▸ TASK TO COMPLETE
Write the next few paragraphs of the load-balancing text below, starting after its last sentence.

▸ TEXT TO READ
* * *

The algorithm discussed in this post comes from this paper from professor Vöcking. I highly recommend the paper for a more rigorous mathematical analysis.

# What’s the Optimization?

As a recap, the algorithm we saw in the previous post is: sample two bins randomly without replacement (meaning don’t select the same one twice) from your fleet of bins and place the ball in the emptier one. If they are equally full, then pick any one of them randomly. We can easily generalize this algorithm from “best of two” to “best of K” random choices where K ≤ N but typically a small number like 2, 3 or 5.

Let’s change this approach slightly. Instead of picking your K samples randomly from the entire fleet, create K logical partitions in your fleet e.g. at K=2 and N=100, you’d put bins 1–50 in first partition and 51–100 in the second. Now, take a random sample from each partition — rand[1, 50] and rand[51, 100]. Now, compare the sampled bins. If one bin is emptier than all other bins, choose it just like before. However, if there’s a tie for the lest loaded bin, always place in the one from the left-most partition.

Previously, we used the concept of “orbits” to determine effectiveness of a load balancing algorithm. If you are in the Nth orbit, you are N away from the ideal placement in terms of max(bin_load)-min(bin_load). An algorithm is better if it requires more steps on average to get into the Nth orbit. Let’s compare the base and optimized algorithms for orbit [3..5] and K values [2..5]. The fleet size is 10,000.

Turns out the optimized algorithm performs substantially better at all orbits and especially better at high orbits when K is high. In other words, the optimization always makes it harder to do suboptimal placements but if the sample size is sufficiently large, making majorly bad placements becomes so improbable, it approaches impossibility.

The paper calls this “Always Go Left”. We’ll refer to it as AGL in this post.

# Let’s Talk About K > 2

Before dealing with the elephant in the room for why a worse-sounding algorithm actually works better, let’s first deal with another issue of how a larger K relates to the efficiency of our algorithms. Intuitively, it makes sense that if you make your decision based on a larger sample, you’ll make better decisions. In fact, if your K=N, you are guaranteed to make optimal decisions. In our orbit model, we can say that with 100 bins, at K=100, you’ll need infinite moves to get to the orbit 2. Let’s look at how this efficiency scales though from K=2 to K=99.

Turns out, most of the benefits from a large K are concentrated towards the higher side of K. We see this pattern across the board for higher orbits as well where there’s a value of K beyond which entering that orbit is highly improbable but the gains towards that stage scale sub-linearly.

In practice, using a large K can be difficult because of the additional overhead of having to reach out to a large number of servers. In high-churn environments (typically the type of environments where you’d want this type of algorithms) and with many independent placement servers, taking too many samples reduces the fidelity of your sample as what you see as the “best candidate” is likely also seen by many other servers as the best candidate and it’s bombarded into a very different state by the time the workload materializes. Speaking from experience, this is especially pronounced when you bring new servers into your fleet. If your placement servers sample too much, they’ll all find this new server fully empty and fill it indiscriminately to the point it’s be really poorly placed. This continues over time and makes your placements look bad.

* * *

▸ SUPPLIED RECORDS
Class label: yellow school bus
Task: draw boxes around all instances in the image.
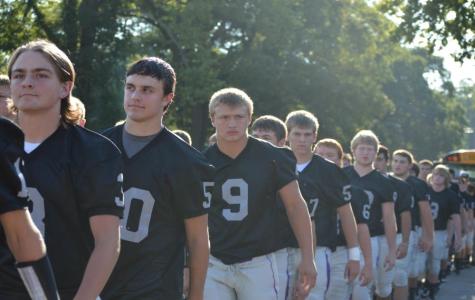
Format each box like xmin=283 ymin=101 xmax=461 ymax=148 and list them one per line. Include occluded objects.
xmin=442 ymin=149 xmax=475 ymax=181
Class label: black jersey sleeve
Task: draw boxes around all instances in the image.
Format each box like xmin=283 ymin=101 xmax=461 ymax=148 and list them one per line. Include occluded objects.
xmin=448 ymin=193 xmax=461 ymax=216
xmin=169 ymin=158 xmax=214 ymax=219
xmin=0 ymin=118 xmax=27 ymax=214
xmin=72 ymin=129 xmax=124 ymax=217
xmin=272 ymin=147 xmax=297 ymax=190
xmin=379 ymin=175 xmax=398 ymax=203
xmin=396 ymin=181 xmax=413 ymax=214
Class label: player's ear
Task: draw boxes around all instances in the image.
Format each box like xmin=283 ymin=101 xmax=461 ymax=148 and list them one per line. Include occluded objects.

* * *

▸ RESPONSE
That said, for a large fleet of 10k or so servers where tasks aren’t typically stuck for a long time, a moderately large K such as 3, 5 or 7 is doable and actually quite beneficial. An A/B test is a great way to find the right value.

# How does the AGL optimization change K > 2

Next, let’s examine what the AGL optimization looks like on the plot in the figure 2.

Turns out, AGL looks fairly similar to the base algorithm for smaller Ks but diverges and approaches the apparent probabilistic wall much more quickly.

The paper that proposes this algorithm shows that the worst placed bin in a regular best of K is filled up to O(ln.ln(n) / ln(k)). With AGL, this changes to O(ln.ln(n) / k). Notice that the denominator term changes from ln(k) to just k which is of course an exponential increase. As k gets larger, the difference between ln(k) vs k grows dramatically which is why the placements look much better at large k when you use AGL as seen in figure 1 and 3.

# Intuition for AGL

First, let’s debunk a common misconception a lot of people including me implicitly hold. AGL indeed makes the left-most partition fill up with priority so at any given time, you’d expect your left partition more full. This sounds to some like bad placement — which isn’t necessarily true. For example, [2, 2, 1, 1] is a much better placement than [3, 0, 0, 3] even though the latter is symmetric and former isn’t. Our goal is to make sure we don’t end up in the high orbits. Creating some sort of symmetry among our servers is not in any way important.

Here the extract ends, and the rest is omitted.